(Dataset rows)

** Start **

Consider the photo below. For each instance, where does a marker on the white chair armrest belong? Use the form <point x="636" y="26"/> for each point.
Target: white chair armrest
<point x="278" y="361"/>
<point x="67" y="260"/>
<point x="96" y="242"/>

** End **

[Exercise details]:
Can you write out all of the rows above again, requests included, increasing every x and y coordinate in the answer points by 128? Keep the numbers in the requests and in their sample point format as they are.

[Exercise result]:
Consider the photo below. For each instance, where does a marker on the white chair armrest belong? Use the form <point x="636" y="26"/> for each point.
Target: white chair armrest
<point x="406" y="489"/>
<point x="195" y="388"/>
<point x="224" y="370"/>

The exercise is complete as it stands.